▶ Problem details: Everything from the line containing "column 1040, row 299" to the last line of the data below should be copied word for word, and nothing else.

▶ Provided material:
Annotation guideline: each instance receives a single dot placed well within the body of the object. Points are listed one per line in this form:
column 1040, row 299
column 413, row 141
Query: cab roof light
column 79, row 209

▶ Output for this task:
column 1040, row 299
column 413, row 141
Query: cab roof light
column 79, row 209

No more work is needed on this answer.